§ What is being asked:
Rewrite the lines below, changing every "one dot each" to "a single dot per instance" and keeping everything else the same.

§ Provided material:
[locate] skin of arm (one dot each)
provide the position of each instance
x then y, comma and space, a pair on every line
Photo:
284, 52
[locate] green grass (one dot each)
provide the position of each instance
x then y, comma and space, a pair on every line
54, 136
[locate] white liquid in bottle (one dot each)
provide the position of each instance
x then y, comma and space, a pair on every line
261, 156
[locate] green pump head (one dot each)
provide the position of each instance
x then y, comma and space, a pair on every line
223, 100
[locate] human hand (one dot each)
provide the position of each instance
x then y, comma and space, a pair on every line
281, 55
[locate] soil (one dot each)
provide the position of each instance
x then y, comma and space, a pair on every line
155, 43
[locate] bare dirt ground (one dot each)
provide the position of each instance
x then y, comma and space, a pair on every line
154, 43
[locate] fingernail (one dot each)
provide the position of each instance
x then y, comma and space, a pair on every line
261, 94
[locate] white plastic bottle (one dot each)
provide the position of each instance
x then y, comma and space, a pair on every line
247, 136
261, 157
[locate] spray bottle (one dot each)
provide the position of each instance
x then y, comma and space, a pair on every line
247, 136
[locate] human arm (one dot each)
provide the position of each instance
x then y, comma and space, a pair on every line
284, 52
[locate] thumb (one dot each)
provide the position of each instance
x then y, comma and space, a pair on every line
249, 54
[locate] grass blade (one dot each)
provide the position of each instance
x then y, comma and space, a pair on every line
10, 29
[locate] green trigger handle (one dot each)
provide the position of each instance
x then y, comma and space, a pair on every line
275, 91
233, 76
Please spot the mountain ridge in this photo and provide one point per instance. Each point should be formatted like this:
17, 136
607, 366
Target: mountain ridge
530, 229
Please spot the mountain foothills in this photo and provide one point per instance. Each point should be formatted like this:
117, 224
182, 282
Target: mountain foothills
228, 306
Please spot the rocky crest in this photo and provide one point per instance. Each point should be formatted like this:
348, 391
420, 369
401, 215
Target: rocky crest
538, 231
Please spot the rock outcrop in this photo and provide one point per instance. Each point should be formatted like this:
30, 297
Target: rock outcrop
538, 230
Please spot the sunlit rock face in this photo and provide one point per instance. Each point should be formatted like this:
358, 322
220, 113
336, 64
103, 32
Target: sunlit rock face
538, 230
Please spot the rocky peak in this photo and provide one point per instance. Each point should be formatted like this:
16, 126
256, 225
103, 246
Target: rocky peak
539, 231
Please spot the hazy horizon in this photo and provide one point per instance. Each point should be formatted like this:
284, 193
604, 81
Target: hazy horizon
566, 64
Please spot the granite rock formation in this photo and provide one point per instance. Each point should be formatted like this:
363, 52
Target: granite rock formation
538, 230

§ Exercise result:
[locate] skin of arm (a single dot per instance)
provide the position of each instance
x then y, comma and space, a pair on every line
Photo:
284, 52
[locate] green grass (a single dot per instance)
provide the position of each instance
x then y, comma and space, a pair on every line
54, 136
[locate] white liquid in bottle (a single dot per instance)
provide the position of each instance
x then y, comma and space, a pair on every line
261, 156
[locate] green pump head (a single dot per instance)
provide the position of each instance
x then y, comma and space, a pair on every line
223, 100
[locate] human hand (a single dot per instance)
provide the position of each instance
x then y, comma and space, a pair on every line
281, 55
[locate] soil (a single dot per instance)
provide the position of each instance
x then y, comma and space, a pair on every line
155, 43
[locate] bare dirt ground (a single dot per instance)
provide the position of each instance
x then y, comma and space, a pair on every line
154, 43
[locate] fingernail (a single dot per instance)
provide the position of each instance
x then y, comma and space, a pair on every line
261, 94
[locate] white plastic bottle (a single dot per instance)
provide the position of each instance
x then y, comma and space, a pair on every line
247, 136
261, 157
[locate] spray bottle (a single dot per instance)
provide the position of each instance
x then y, comma and space, a pair on every line
247, 136
[locate] human arm (a single dot per instance)
provide the position of each instance
x then y, comma and space, a pair on every line
284, 52
[locate] thumb (a single dot per instance)
provide the position of each instance
x then y, comma and space, a pair on every line
249, 54
[locate] grass blade (a single dot per instance)
provide the position of each instance
x then y, comma and space, a pair on every line
10, 29
[locate] green trigger handle (a single dot per instance)
provide the position of each instance
x then y, comma and space, a pair on every line
275, 91
233, 76
Please spot the mountain ridge in this photo and provide one point per instance. Each point should be formatted like this:
17, 136
607, 366
Target: mountain ridge
530, 229
Please spot the mountain foothills in this photo and provide one point per instance. Each point should be formatted like this:
117, 224
182, 282
Target: mountain foothills
228, 306
Please spot the rocky crest in this photo and provide one point per instance. Each point should be formatted like this:
348, 391
420, 369
401, 215
Target: rocky crest
538, 231
Please spot the rock outcrop in this photo and provide one point per instance. Each point should be formatted like this:
30, 297
Target: rock outcrop
538, 230
Please spot the sunlit rock face in this photo and provide one point per instance. Each point should be formatted like this:
358, 322
220, 113
336, 64
103, 32
Target: sunlit rock face
538, 230
Please spot the rocky peak in this photo and provide one point per instance. Each point should be formatted like this:
16, 126
256, 225
103, 246
Target: rocky peak
539, 231
Please spot the hazy horizon in this photo and provide one point per instance. Each point should be formatted like this:
284, 193
604, 81
Target: hazy horizon
566, 64
Please spot the granite rock formation in this photo and provide one point per instance. Each point should be formatted like this:
363, 52
Target: granite rock formation
538, 230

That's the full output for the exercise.